Saved data entries
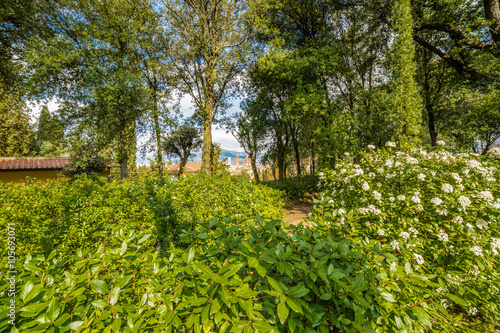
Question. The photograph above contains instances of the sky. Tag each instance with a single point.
(227, 141)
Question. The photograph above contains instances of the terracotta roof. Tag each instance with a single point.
(31, 163)
(191, 167)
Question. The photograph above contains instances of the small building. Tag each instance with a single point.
(16, 169)
(191, 167)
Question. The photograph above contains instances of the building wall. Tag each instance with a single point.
(19, 176)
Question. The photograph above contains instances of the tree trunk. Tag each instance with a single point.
(159, 156)
(492, 12)
(254, 167)
(313, 163)
(182, 164)
(207, 145)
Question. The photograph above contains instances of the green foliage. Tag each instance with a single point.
(407, 103)
(439, 209)
(199, 197)
(273, 281)
(295, 187)
(16, 134)
(64, 215)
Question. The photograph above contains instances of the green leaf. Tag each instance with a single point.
(123, 248)
(282, 312)
(294, 305)
(100, 303)
(191, 254)
(274, 284)
(76, 325)
(114, 295)
(99, 286)
(253, 262)
(53, 310)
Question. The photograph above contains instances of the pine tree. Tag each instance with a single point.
(407, 102)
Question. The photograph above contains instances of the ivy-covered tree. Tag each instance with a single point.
(182, 142)
(406, 100)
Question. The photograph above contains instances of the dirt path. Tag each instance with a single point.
(297, 211)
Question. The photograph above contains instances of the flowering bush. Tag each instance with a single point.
(438, 210)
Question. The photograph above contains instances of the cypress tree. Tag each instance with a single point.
(407, 102)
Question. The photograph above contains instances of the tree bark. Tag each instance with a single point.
(254, 167)
(159, 156)
(207, 145)
(492, 12)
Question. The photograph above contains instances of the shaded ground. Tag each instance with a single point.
(297, 211)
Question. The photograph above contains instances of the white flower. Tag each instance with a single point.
(390, 144)
(482, 224)
(411, 160)
(442, 212)
(415, 198)
(457, 178)
(464, 201)
(404, 235)
(442, 236)
(477, 251)
(419, 258)
(447, 188)
(495, 245)
(362, 211)
(485, 195)
(436, 201)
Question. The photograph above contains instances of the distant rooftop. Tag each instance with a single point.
(33, 163)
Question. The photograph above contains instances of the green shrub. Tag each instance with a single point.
(199, 197)
(438, 208)
(83, 213)
(295, 187)
(311, 281)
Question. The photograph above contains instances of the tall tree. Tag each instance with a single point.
(16, 134)
(211, 49)
(407, 103)
(181, 142)
(91, 65)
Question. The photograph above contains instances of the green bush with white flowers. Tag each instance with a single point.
(439, 210)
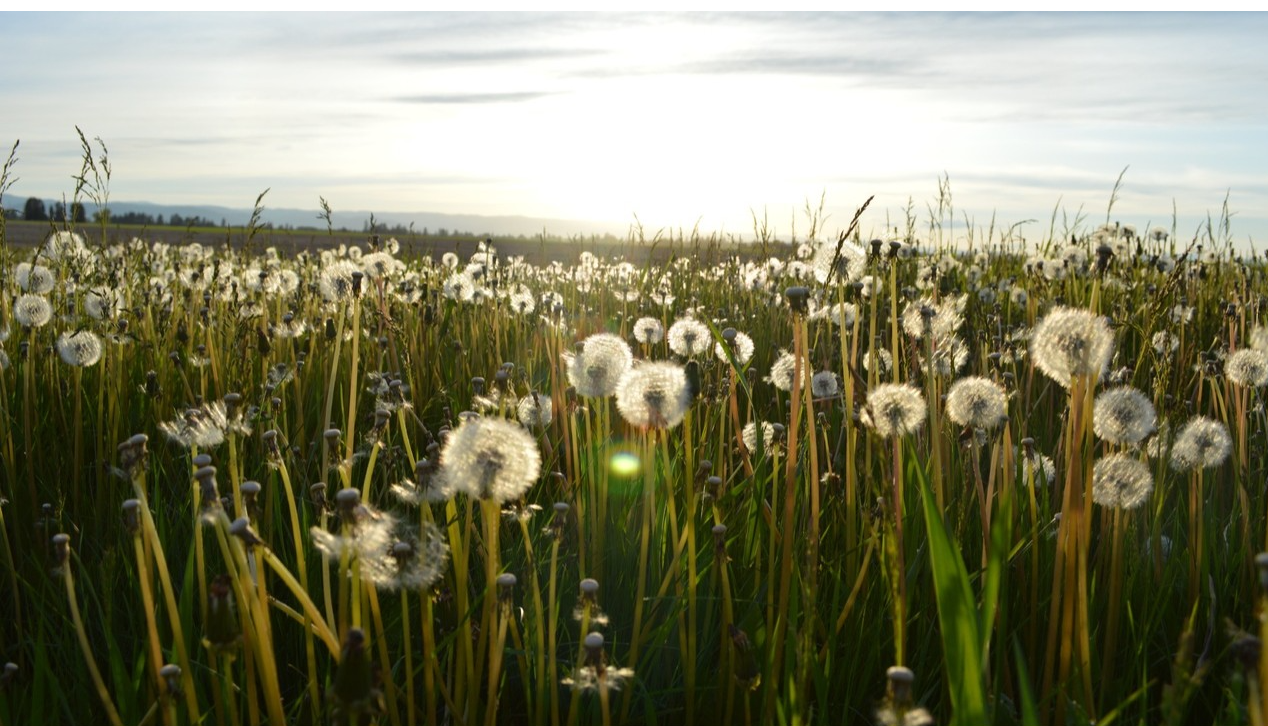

Objective | Set down the rows verbatim from the line containing "flowers. Tag each instance with a single point." through the end of the rows, including both ends. Leave the pictures out of your answer.

Solved problem |
Question. The photograph above contains instances of the green bush with white flowers. Tag each instance with a single point.
(439, 210)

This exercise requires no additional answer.